#### WHAT YOU HAVE TO DO
Transcribe the following entries word for word. End with the line where "Target: woman's eye" appears.

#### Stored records
****

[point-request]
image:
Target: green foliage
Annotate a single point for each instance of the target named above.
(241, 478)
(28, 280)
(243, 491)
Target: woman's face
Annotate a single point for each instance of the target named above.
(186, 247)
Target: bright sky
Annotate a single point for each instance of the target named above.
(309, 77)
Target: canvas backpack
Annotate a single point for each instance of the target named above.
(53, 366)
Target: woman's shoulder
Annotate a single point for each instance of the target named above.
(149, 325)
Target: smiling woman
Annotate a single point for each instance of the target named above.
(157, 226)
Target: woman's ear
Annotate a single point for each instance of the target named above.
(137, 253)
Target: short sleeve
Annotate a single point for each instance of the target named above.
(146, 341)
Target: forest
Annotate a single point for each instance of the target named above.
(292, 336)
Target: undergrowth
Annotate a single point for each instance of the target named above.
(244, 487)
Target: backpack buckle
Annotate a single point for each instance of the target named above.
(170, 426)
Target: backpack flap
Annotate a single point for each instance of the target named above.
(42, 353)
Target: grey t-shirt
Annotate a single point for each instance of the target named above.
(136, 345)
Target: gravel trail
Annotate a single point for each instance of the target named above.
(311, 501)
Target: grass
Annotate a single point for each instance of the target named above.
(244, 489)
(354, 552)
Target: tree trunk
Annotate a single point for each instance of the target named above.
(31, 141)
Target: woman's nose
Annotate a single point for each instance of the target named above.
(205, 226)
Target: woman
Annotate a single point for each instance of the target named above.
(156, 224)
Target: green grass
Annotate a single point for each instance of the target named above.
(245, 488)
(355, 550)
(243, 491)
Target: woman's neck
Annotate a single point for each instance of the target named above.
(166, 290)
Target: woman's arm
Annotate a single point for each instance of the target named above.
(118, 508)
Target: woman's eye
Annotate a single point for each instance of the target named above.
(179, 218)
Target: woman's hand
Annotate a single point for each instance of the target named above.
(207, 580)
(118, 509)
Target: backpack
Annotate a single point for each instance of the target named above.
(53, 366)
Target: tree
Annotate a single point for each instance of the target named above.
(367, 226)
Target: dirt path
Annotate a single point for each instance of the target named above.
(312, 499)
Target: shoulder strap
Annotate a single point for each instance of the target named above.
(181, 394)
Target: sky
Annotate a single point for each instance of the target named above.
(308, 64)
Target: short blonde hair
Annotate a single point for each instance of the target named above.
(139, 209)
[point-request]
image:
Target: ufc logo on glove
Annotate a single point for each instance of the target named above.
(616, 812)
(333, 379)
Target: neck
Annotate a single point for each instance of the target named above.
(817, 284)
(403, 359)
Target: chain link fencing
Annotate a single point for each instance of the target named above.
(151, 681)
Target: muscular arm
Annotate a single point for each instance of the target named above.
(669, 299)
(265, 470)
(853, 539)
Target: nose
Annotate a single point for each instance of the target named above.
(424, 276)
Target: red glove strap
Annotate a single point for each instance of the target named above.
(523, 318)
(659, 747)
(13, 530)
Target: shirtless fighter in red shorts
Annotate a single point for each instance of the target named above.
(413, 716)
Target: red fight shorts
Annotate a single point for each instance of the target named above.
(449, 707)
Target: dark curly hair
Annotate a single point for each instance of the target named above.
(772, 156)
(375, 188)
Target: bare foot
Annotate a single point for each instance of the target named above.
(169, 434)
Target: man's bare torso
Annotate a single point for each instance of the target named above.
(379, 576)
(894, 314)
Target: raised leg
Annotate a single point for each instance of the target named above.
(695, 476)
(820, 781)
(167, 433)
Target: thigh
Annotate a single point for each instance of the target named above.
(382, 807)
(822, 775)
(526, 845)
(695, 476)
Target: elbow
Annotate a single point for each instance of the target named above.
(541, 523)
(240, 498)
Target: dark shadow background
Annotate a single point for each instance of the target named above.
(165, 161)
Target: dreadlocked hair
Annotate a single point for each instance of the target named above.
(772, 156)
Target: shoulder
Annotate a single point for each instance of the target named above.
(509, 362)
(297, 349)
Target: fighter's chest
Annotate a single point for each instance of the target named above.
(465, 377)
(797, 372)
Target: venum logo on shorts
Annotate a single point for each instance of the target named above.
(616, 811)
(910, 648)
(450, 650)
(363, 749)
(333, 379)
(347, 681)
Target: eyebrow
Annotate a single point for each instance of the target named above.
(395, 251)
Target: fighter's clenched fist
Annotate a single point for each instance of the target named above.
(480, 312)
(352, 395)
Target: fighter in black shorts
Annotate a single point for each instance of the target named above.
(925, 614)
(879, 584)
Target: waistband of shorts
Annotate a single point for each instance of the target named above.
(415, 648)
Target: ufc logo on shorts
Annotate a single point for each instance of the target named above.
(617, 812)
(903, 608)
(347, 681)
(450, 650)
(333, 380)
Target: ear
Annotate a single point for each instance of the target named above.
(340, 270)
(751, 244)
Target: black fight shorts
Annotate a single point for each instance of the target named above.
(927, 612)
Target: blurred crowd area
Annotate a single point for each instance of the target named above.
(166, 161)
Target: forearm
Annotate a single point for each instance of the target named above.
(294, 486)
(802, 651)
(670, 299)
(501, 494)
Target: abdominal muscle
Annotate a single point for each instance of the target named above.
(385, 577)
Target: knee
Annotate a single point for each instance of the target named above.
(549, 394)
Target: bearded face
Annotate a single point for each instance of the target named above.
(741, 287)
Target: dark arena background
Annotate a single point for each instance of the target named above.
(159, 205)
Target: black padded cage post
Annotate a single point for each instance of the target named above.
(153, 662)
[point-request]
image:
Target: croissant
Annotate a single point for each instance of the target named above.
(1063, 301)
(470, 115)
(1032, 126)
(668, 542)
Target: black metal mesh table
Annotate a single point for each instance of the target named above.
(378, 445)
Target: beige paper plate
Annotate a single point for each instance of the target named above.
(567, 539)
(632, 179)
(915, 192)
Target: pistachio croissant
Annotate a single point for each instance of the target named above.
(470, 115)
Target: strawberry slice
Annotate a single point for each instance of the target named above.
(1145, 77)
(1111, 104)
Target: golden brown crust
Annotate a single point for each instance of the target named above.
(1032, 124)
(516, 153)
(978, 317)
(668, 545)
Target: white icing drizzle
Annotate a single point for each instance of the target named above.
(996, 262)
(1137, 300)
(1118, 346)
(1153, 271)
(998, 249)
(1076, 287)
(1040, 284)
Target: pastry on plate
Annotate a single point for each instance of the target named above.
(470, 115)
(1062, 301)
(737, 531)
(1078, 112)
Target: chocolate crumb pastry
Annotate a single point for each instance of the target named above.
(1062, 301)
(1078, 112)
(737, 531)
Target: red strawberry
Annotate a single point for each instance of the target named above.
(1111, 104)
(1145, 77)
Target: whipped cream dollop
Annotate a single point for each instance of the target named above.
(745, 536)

****

#### EXPECTED ANSWER
[point-request]
image:
Target: green foliage
Annotate a single point for each instance of the target named above.
(241, 478)
(28, 280)
(243, 491)
Target: woman's face
Annotate a single point for each instance of the target named above.
(186, 247)
Target: bright sky
Annotate a single point for each instance of the target named above.
(309, 77)
Target: canvas backpack
Annotate a single point for each instance of the target named above.
(53, 366)
Target: woman's shoulder
Annotate a single point for each instance of the target named above.
(149, 325)
Target: smiling woman
Annotate a single point for each instance of the target named above.
(157, 226)
Target: woman's ear
Annotate a single point for each instance of the target named above.
(137, 253)
Target: short sleeve
Annotate a single point for each instance of the target named above.
(146, 341)
Target: forest
Annotate a single point for each instance of the target named above.
(292, 336)
Target: undergrowth
Annotate a single point for each instance of the target named above.
(244, 487)
Target: backpack buckle
Annotate a single point for each instance of the target named above.
(170, 426)
Target: backpack flap
Annotate a single point for each instance of the target named above.
(42, 353)
Target: grey t-shirt
Annotate a single point for each instance of the target named above.
(136, 345)
Target: gravel trail
Annotate a single point for each instance of the target named above.
(311, 501)
Target: grass
Annotate a single point for each instance of the target named above.
(244, 489)
(354, 552)
Target: tree trunk
Annotate a single point for each instance of the target named above.
(31, 141)
Target: woman's nose
Annotate a single point for each instance of the target named above.
(205, 226)
Target: woman
Annotate a single point for each instance of the target named above.
(156, 224)
Target: green grass
Annotate a single point for each instance of the target named above.
(245, 488)
(355, 550)
(243, 491)
Target: woman's neck
Annotate a single point for each instance of the target named above.
(166, 290)
Target: woman's arm
Annotate a single point for each instance of the target named above.
(118, 508)
Target: woman's eye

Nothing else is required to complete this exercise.